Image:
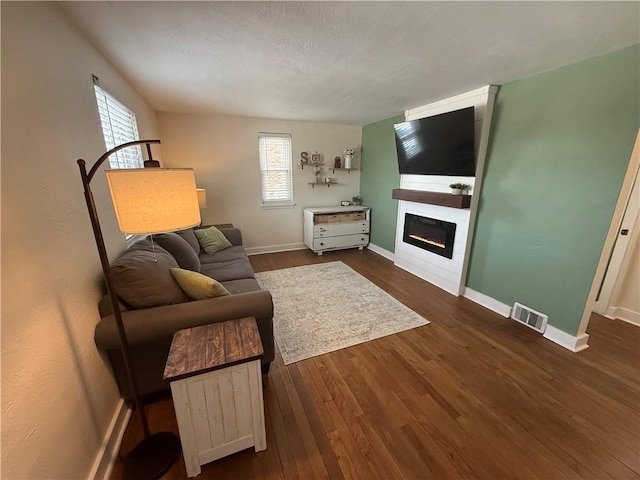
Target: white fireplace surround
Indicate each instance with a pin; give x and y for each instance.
(448, 274)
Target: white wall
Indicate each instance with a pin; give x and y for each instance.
(223, 150)
(58, 397)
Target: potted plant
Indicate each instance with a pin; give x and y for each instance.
(459, 188)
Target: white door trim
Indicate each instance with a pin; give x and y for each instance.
(609, 258)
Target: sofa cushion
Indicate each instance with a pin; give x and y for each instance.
(142, 279)
(243, 285)
(229, 264)
(190, 238)
(212, 240)
(198, 286)
(179, 249)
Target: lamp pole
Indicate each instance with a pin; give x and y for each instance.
(156, 453)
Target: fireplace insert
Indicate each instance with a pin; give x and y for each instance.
(430, 234)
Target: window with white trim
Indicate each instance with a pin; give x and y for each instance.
(118, 126)
(275, 167)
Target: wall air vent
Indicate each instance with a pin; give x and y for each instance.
(529, 317)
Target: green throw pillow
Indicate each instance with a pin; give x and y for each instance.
(212, 240)
(198, 286)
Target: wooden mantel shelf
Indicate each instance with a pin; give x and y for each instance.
(433, 198)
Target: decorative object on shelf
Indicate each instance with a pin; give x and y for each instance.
(348, 157)
(146, 200)
(459, 188)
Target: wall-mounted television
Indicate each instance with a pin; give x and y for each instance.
(439, 145)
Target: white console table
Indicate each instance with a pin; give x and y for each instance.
(335, 228)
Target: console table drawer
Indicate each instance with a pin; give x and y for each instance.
(329, 230)
(341, 241)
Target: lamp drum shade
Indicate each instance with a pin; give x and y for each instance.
(154, 200)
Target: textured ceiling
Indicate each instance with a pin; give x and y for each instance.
(343, 62)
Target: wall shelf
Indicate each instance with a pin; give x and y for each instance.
(310, 164)
(328, 184)
(433, 198)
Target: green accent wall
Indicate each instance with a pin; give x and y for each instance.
(378, 178)
(559, 149)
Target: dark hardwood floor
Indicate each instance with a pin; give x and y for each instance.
(471, 395)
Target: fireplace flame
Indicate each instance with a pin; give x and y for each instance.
(426, 240)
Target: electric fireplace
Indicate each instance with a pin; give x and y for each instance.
(430, 234)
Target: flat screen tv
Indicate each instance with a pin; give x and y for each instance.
(439, 145)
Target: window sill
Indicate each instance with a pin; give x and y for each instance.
(269, 206)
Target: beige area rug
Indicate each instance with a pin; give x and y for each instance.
(328, 306)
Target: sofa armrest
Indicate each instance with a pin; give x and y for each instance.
(151, 325)
(233, 235)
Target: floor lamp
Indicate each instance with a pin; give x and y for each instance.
(146, 201)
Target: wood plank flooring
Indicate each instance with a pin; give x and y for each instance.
(471, 395)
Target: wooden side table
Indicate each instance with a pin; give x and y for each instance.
(216, 385)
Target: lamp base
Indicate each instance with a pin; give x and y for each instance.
(152, 457)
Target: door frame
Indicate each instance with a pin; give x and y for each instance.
(612, 260)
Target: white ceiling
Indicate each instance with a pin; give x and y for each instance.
(342, 62)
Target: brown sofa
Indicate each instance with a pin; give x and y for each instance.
(154, 307)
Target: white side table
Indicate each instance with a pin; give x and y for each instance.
(216, 384)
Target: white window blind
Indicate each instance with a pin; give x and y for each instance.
(275, 165)
(118, 126)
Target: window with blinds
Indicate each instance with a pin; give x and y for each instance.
(118, 126)
(275, 165)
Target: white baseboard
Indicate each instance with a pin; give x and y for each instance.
(111, 443)
(275, 248)
(382, 252)
(566, 340)
(624, 314)
(487, 302)
(562, 338)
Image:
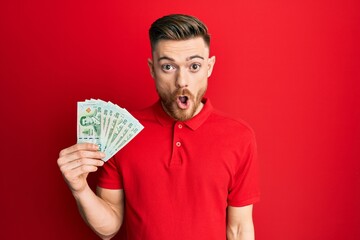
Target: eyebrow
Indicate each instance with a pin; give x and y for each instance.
(187, 59)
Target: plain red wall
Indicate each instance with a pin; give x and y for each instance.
(289, 68)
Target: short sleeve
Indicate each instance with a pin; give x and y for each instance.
(245, 189)
(109, 175)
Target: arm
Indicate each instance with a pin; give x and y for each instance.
(239, 223)
(103, 213)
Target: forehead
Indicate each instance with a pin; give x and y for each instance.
(181, 49)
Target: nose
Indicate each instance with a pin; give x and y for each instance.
(181, 79)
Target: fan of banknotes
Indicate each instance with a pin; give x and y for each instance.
(105, 124)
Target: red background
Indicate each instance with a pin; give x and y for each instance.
(289, 68)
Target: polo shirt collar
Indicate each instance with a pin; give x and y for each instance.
(193, 123)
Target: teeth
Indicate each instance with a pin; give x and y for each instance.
(183, 99)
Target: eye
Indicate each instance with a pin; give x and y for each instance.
(167, 67)
(195, 67)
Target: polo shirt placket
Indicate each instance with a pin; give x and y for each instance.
(177, 156)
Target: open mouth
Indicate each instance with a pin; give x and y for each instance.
(183, 102)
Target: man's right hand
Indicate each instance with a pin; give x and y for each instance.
(76, 162)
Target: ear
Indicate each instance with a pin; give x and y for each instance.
(211, 63)
(151, 68)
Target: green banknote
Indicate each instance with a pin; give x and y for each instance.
(105, 124)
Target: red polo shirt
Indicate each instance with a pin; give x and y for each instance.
(179, 177)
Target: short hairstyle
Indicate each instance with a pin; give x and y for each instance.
(177, 27)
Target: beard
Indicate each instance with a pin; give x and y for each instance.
(169, 103)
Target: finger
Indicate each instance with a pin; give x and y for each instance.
(79, 147)
(79, 155)
(81, 170)
(80, 162)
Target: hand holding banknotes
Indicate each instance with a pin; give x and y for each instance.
(77, 161)
(103, 128)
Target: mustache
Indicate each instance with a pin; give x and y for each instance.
(182, 92)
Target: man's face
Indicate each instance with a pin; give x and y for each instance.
(181, 70)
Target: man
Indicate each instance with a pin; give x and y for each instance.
(191, 173)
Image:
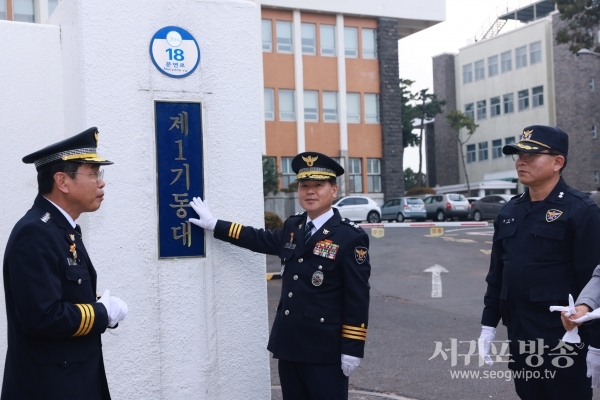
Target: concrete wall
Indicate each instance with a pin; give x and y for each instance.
(197, 327)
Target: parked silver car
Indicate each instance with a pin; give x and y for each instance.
(489, 206)
(358, 208)
(402, 208)
(441, 207)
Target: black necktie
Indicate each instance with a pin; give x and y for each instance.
(308, 231)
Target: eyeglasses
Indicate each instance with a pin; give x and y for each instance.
(528, 157)
(97, 175)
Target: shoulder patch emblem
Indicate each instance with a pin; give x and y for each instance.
(45, 218)
(553, 215)
(360, 253)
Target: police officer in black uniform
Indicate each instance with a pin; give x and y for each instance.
(54, 320)
(321, 323)
(545, 247)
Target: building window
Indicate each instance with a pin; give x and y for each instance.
(493, 66)
(355, 175)
(284, 37)
(374, 175)
(467, 73)
(483, 153)
(311, 106)
(287, 110)
(509, 103)
(506, 61)
(269, 104)
(537, 96)
(509, 140)
(479, 70)
(372, 108)
(471, 153)
(481, 109)
(353, 108)
(327, 40)
(495, 108)
(309, 38)
(470, 110)
(369, 37)
(535, 53)
(287, 174)
(267, 33)
(351, 42)
(523, 99)
(521, 57)
(330, 106)
(497, 148)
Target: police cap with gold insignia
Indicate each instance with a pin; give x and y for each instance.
(80, 148)
(315, 166)
(537, 138)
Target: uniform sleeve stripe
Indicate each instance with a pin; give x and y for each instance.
(353, 337)
(238, 230)
(354, 328)
(82, 320)
(363, 334)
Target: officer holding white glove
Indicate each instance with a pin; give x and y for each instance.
(115, 307)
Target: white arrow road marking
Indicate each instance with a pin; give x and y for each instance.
(436, 279)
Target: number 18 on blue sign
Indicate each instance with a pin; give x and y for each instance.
(174, 52)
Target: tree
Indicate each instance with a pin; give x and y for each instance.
(411, 179)
(458, 120)
(428, 106)
(270, 176)
(584, 18)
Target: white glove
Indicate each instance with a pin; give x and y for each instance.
(206, 221)
(115, 308)
(488, 334)
(349, 364)
(593, 362)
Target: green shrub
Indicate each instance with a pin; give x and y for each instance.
(272, 221)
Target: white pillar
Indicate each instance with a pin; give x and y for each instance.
(299, 81)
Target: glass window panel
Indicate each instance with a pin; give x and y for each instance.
(330, 107)
(327, 40)
(269, 104)
(369, 37)
(311, 106)
(23, 10)
(351, 41)
(521, 57)
(353, 107)
(535, 52)
(284, 37)
(267, 34)
(309, 38)
(372, 108)
(506, 61)
(287, 111)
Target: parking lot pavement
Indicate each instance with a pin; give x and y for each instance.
(417, 346)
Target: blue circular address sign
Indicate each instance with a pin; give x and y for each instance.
(174, 52)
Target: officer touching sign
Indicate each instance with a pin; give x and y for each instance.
(320, 327)
(545, 248)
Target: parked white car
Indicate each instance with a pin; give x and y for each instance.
(358, 208)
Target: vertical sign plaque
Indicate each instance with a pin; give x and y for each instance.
(179, 177)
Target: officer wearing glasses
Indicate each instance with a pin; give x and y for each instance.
(544, 248)
(54, 321)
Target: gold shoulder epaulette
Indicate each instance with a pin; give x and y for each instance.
(354, 332)
(235, 229)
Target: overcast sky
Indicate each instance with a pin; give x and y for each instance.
(464, 18)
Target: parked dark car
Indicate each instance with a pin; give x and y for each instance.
(402, 208)
(489, 206)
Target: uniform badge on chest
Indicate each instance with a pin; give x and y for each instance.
(317, 278)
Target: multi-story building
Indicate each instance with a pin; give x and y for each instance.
(507, 82)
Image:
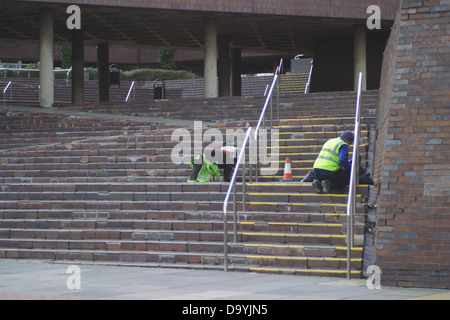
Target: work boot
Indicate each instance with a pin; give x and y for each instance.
(326, 186)
(317, 186)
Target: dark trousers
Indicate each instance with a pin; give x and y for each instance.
(195, 171)
(338, 179)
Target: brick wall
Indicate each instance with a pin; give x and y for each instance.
(317, 8)
(412, 244)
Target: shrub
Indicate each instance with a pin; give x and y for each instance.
(147, 74)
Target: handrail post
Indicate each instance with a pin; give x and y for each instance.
(9, 85)
(351, 204)
(231, 187)
(129, 92)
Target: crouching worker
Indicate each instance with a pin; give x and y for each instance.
(202, 169)
(332, 168)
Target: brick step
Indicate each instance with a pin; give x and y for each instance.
(355, 274)
(130, 187)
(291, 238)
(294, 250)
(290, 134)
(169, 260)
(300, 197)
(171, 214)
(293, 263)
(122, 245)
(138, 258)
(125, 225)
(292, 187)
(300, 207)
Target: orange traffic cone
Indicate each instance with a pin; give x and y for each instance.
(287, 170)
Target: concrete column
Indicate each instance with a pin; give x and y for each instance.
(210, 56)
(103, 71)
(360, 56)
(47, 89)
(236, 81)
(77, 66)
(224, 66)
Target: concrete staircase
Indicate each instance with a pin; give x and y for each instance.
(106, 191)
(25, 92)
(294, 83)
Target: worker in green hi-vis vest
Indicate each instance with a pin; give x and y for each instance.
(202, 170)
(332, 168)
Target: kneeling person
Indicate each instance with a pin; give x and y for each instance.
(332, 168)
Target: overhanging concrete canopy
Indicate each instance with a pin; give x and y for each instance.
(258, 26)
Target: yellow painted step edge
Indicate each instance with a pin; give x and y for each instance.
(304, 270)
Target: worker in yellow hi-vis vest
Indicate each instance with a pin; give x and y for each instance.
(332, 168)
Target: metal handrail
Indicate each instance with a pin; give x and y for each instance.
(266, 103)
(309, 77)
(232, 187)
(269, 97)
(67, 76)
(6, 89)
(351, 204)
(129, 92)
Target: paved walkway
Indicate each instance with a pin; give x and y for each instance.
(33, 280)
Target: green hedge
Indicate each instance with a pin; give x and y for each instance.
(147, 74)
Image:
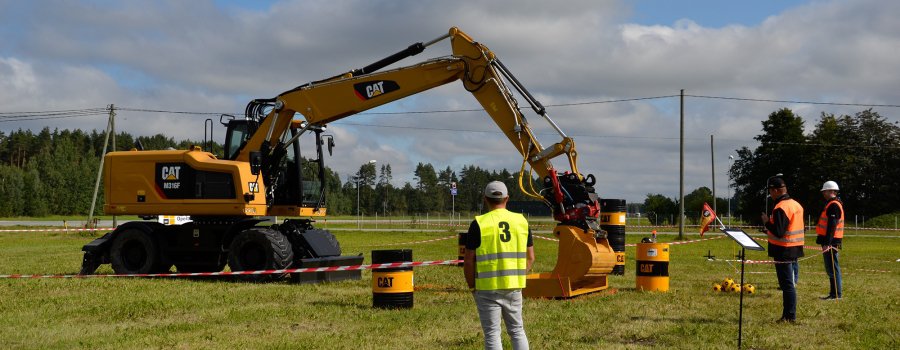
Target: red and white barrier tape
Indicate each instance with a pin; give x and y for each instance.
(634, 244)
(61, 229)
(258, 272)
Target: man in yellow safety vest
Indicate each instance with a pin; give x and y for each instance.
(499, 255)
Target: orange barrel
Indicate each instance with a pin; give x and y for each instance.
(461, 253)
(612, 220)
(392, 288)
(652, 268)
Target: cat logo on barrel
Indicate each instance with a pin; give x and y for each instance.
(385, 282)
(371, 89)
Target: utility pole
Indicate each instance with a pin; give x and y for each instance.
(681, 175)
(112, 123)
(109, 127)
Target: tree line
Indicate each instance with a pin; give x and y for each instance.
(53, 172)
(861, 152)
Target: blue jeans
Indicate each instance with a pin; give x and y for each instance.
(784, 269)
(833, 270)
(796, 272)
(492, 304)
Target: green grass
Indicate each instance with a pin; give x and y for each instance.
(115, 313)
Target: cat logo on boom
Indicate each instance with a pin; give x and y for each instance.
(170, 173)
(372, 89)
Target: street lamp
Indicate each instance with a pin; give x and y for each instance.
(357, 178)
(730, 164)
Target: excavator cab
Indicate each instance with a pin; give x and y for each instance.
(292, 179)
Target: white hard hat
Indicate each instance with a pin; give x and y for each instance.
(829, 185)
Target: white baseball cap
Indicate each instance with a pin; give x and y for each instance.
(496, 190)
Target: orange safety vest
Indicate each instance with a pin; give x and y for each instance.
(822, 227)
(793, 236)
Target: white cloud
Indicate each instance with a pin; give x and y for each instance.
(197, 57)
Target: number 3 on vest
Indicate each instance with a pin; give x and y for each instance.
(505, 235)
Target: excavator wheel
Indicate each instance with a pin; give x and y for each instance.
(134, 251)
(260, 249)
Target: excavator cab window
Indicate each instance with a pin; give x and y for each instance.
(238, 131)
(301, 180)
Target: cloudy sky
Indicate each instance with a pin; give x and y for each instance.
(214, 56)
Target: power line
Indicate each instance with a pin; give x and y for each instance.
(57, 114)
(126, 109)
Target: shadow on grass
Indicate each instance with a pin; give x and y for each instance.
(692, 320)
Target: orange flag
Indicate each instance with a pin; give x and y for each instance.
(706, 218)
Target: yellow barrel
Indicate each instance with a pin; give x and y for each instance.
(392, 288)
(612, 220)
(652, 267)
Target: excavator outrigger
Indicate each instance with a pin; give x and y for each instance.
(261, 174)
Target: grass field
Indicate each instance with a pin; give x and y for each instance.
(116, 313)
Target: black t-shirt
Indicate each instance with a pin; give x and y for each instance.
(473, 236)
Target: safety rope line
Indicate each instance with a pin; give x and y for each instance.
(411, 243)
(257, 272)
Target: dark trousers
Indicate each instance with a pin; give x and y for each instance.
(833, 270)
(784, 269)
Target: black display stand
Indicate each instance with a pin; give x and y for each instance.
(746, 242)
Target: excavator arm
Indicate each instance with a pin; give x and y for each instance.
(472, 63)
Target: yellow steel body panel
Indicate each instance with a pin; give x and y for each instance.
(130, 174)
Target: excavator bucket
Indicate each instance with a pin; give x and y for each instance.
(582, 266)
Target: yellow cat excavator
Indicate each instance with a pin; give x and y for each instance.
(263, 174)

== == ==

§ **Exercise**
Copy out the data word for word, from the line with "Target: black display stand" up to and including the last line of the data.

§ **Written answer**
Target: black display stand
Indicate each instance with a pin; give x and y for each instance.
(746, 242)
Target: excavator arm
Indicate each instance with a pin; give x and y for each instance.
(472, 63)
Target: yellow steel body panel
Indicate each instance with a pin; give x and y for each instance.
(130, 174)
Target: excavator bucket
Indicate each instance with a pin; give x and y for each instance.
(582, 266)
Target: yellow cat excavator
Indicate each instance with a pin; give x and y for each instance.
(263, 174)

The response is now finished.